• Short task
Copy the rows below word for word, from the line containing "If you could tag every instance of the ground" down to the line containing "Query: shrub", with both of those lines included.

-- BEGIN Record list --

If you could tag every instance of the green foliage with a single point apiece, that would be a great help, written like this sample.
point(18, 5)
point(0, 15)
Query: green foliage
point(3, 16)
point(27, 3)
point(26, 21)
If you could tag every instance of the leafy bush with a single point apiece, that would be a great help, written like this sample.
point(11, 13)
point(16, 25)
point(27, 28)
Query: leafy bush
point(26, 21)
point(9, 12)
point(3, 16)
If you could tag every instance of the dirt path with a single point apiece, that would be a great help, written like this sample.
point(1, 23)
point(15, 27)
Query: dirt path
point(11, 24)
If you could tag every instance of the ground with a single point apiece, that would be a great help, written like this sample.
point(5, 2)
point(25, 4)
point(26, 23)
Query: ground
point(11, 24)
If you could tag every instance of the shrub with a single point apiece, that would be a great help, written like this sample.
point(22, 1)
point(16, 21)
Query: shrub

-- END Record list --
-- BEGIN Record list --

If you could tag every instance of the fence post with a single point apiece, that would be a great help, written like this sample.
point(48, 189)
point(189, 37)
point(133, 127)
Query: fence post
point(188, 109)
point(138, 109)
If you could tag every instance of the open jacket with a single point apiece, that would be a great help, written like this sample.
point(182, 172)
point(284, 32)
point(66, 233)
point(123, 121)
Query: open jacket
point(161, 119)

-- END Record list --

• Answer to the task
If you could tag every instance of the ground with a single point apiece, that would be a great help, written like this sample.
point(5, 2)
point(25, 4)
point(26, 23)
Query: ground
point(11, 24)
If you could tag every instance of the shrub with a single point apiece, that would be a great help, written like this sample.
point(22, 1)
point(16, 21)
Query: shrub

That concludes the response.